» **Exercise task**
Format every line of the data below as a numbered list, skipping any blank lines.

» **Material provided**
**********

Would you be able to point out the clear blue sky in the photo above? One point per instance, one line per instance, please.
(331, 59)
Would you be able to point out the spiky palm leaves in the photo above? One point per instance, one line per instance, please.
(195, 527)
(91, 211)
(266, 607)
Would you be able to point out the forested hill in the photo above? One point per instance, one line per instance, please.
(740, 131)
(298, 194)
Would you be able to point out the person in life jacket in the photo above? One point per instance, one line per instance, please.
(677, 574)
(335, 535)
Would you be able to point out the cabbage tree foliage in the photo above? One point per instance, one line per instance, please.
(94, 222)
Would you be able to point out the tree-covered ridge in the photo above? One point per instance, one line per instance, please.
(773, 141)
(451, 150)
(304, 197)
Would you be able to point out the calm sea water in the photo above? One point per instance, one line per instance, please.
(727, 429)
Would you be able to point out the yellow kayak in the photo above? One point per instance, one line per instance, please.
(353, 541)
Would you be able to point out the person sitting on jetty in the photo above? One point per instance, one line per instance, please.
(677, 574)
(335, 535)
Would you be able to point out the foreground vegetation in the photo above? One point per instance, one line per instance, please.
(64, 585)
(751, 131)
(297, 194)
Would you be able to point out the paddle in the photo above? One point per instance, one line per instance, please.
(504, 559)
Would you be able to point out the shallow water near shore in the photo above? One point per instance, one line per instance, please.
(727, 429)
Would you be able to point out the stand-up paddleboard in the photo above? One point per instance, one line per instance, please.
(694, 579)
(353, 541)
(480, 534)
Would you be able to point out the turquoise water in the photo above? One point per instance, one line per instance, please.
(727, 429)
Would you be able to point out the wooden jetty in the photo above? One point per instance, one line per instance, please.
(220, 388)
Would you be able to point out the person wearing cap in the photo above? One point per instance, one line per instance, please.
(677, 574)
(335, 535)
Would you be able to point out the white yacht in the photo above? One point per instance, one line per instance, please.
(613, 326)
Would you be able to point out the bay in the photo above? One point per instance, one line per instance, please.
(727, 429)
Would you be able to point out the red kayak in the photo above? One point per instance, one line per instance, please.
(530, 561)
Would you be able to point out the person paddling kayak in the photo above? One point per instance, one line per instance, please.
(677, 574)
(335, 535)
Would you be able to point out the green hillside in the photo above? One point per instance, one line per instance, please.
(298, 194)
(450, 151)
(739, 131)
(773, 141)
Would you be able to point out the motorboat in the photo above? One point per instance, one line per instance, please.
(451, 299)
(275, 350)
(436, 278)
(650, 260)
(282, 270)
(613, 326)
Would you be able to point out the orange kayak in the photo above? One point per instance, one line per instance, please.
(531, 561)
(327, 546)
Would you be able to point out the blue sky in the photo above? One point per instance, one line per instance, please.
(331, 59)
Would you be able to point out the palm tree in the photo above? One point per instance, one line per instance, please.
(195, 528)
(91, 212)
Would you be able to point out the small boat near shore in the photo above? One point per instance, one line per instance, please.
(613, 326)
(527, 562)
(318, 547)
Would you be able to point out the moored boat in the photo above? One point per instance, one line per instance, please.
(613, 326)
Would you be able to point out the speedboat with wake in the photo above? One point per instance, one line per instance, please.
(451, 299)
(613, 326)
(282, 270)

**********

» **Solution**
1. Would you be able to point out the clear blue sky in the photo above? One point per instance, one line per instance, please.
2. (331, 59)
3. Would you be able to point out the spiky palm leaves in the photo above? One point per instance, one line per instance, please.
4. (195, 527)
5. (91, 211)
6. (266, 607)
7. Would you be able to point out the forested hill in the photo above? One point per instance, one line per instance, please.
8. (740, 131)
9. (298, 194)
10. Would you be able to point out the person in life jacket in the photo above? One point per instance, one line per instance, please.
11. (677, 574)
12. (335, 535)
13. Would you be able to point out the cabbage tree foliage in the photo above? One point per instance, one line per instance, please.
14. (94, 222)
15. Would you be able to point out the tree-covered ridge in the photo above? One point per instance, one line per instance, please.
16. (773, 141)
17. (451, 150)
18. (304, 197)
19. Would you be able to point out the calm sea water in the photo above? One point per instance, one line per instance, please.
20. (727, 429)
21. Would you be able to point out the yellow kayak in the photo above? One point per instance, one line per instance, please.
22. (353, 541)
23. Would you be able to point out the person sitting on jetty in the photo above? One point per instance, one line per instance, please.
24. (677, 574)
25. (335, 535)
26. Would you be able to point out the foreground vegetation in the photo above? One point per instance, one line per instance, please.
27. (64, 585)
28. (751, 131)
29. (297, 194)
30. Would you be able to point out the paddle in the photo above? One point per instance, one line per instance, please.
31. (504, 559)
32. Would you be able to point out the shallow water near shore in the photo above? One point per instance, one line per instance, please.
33. (727, 429)
34. Would you be able to point out the stand-up paddleboard in the photo above? One point per instance, one line per instance, please.
35. (694, 579)
36. (353, 541)
37. (480, 534)
38. Would you be able to point out the turquoise water in the photo above? One point per instance, one line per instance, please.
39. (727, 429)
40. Would you be able to point out the wooden jetty in the photo above? One point per instance, one line per instance, please.
41. (220, 388)
42. Would you be able to point out the person wearing cap in the photo above? One point per instance, one line per instance, please.
43. (677, 574)
44. (335, 535)
45. Would you be able to point out the white yacht in the photo above? One point per instance, one line per instance, please.
46. (613, 326)
47. Would you be able to point out the bay in the photo above? One point per instance, one line per instance, please.
48. (727, 429)
49. Would you be able to point out the red kayak in the photo above? One point per instance, one line per instance, please.
50. (530, 561)
51. Would you be able to point out the person paddling kayak in the photo above? One point per instance, one line per instance, please.
52. (677, 574)
53. (335, 535)
54. Would you be able to point out the green hillside in the photo above? One point per instance, one line per instance, please.
55. (298, 194)
56. (450, 151)
57. (739, 131)
58. (773, 141)
59. Would you be able to point out the motorboat in the photo above? One point per instance, one line per instance, please.
60. (451, 299)
61. (275, 350)
62. (436, 278)
63. (650, 260)
64. (282, 270)
65. (613, 326)
66. Would you be able to point out the orange kayak in the photo above? One point per instance, one line per instance, please.
67. (531, 561)
68. (327, 546)
69. Would you be able to point out the blue sky in the photo above? One point per instance, one line per instance, please.
70. (331, 59)
71. Would you be able to point out the palm tree in the photo above? One point per instance, one line per instance, please.
72. (195, 528)
73. (91, 212)
74. Would you be able to point out the small boat near shore in the photo above? One point per instance, one line per instance, please.
75. (613, 326)
76. (527, 562)
77. (318, 547)
78. Would you be able to point out the moored boat in the photo above? One point per instance, one line per instance, please.
79. (613, 326)
80. Would you be able to point out the speedboat with wake in the photo above? One point per instance, one line per instance, please.
81. (451, 299)
82. (613, 326)
83. (282, 270)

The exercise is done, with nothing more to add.